At some point, the musician's perspective changed.

"I decided to do what I wanted to do, which is go play at a fucking laundromat, and play songs that people might not really want to hear, or that might make them sad," he continues.

"That's why, to me, the laundromat was important, because there's no booze served, there's no dancing; it's really weird. And if people want to come and hear these songs, they're going to have to go out of their way to do something awkward."

“I’m trying to write better, I’m trying to write clean – but also write true. It’s really hard to do that, and it’s really scary to do that ... but then also to have to get up and sing them.”   – Cactus Lee

Except the show wasn't awkward. Sure, it was candid and unconventional, certainly a divergence from his past performances at Austin's far-famed dives and historied honky-tonks. But the exercise laid bare the songs of Perfect Middle Hall, deprived the musician of his regular tools, and sent Cactus Lee in a new direction.

"That was a big transition for me," he says. "I wanted to look at performance in a different way, and show a different side of myself, and not have a crutch. To me, a lot of that stuff is a crutch. You go, 'Take it away, Johnny!' And then Johnny riffs a fat solo."

Leading up to Perfect Middle Hall, Dehan ‌released four full-length albums in only two years, starting with 2019's Texas Yard Sale and self-titled Cactus Lee. The Austin native followed up with Tarantula in 2020 and Texas Music Forever in 2021.

When Dehan established Cactus Lee around 2018, he only had a few aspirations, mostly involving shows at a couple of the Hill Country's infamous watering holes.

"I was trying to create a baseline. That was it. My goal when I started Cactus Lee was, I wanted to play Ginny's [Little Longhorn Saloon] or Dry Creek," he says in an interview on the patio of Donn's Depot.

### [Raw records]
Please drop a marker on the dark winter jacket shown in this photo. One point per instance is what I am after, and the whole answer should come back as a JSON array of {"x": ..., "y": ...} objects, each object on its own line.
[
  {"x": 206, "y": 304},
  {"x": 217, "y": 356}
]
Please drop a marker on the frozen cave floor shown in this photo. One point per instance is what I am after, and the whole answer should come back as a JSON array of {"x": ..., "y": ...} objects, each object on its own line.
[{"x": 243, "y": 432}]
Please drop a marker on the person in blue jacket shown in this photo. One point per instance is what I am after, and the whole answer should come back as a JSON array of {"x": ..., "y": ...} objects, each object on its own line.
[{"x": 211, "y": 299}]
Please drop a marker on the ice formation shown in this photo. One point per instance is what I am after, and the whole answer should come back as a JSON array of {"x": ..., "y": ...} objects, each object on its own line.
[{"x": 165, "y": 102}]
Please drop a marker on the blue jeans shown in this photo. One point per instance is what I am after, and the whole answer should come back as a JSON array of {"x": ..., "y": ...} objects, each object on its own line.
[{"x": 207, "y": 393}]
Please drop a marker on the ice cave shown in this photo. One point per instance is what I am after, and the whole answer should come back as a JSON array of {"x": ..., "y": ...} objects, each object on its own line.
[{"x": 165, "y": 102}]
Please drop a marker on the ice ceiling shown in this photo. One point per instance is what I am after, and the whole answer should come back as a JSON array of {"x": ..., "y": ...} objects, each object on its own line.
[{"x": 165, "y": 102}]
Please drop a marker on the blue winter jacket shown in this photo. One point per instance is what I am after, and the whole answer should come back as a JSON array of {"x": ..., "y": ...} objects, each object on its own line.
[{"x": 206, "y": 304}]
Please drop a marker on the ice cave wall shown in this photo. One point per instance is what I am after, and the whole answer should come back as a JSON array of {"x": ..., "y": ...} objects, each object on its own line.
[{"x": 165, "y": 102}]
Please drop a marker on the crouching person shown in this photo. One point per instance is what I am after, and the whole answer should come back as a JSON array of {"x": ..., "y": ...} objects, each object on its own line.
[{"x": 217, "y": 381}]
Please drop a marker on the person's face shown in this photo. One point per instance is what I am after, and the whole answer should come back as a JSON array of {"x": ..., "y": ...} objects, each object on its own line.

### [What you need to do]
A) Answer these questions using the Cactus Lee article:
(i) Where did the musician decide to go play?
(ii) Which album did he release in 2020?
(iii) Where did the interview take place?
B) From the Cactus Lee article, write out the part that opens with the words containing "Except the show" and closes with "a new direction.".
The rows have nothing to do with the text about Cactus Lee.

### [Answers provided]
A)
(i) At a laundromat.
(ii) Tarantula.
(iii) On the patio of Donn's Depot.

B)
Except the show wasn't awkward. Sure, it was candid and unconventional, certainly a divergence from his past performances at Austin's far-famed dives and historied honky-tonks. But the exercise laid bare the songs of Perfect Middle Hall, deprived the musician of his regular tools, and sent Cactus Lee in a new direction.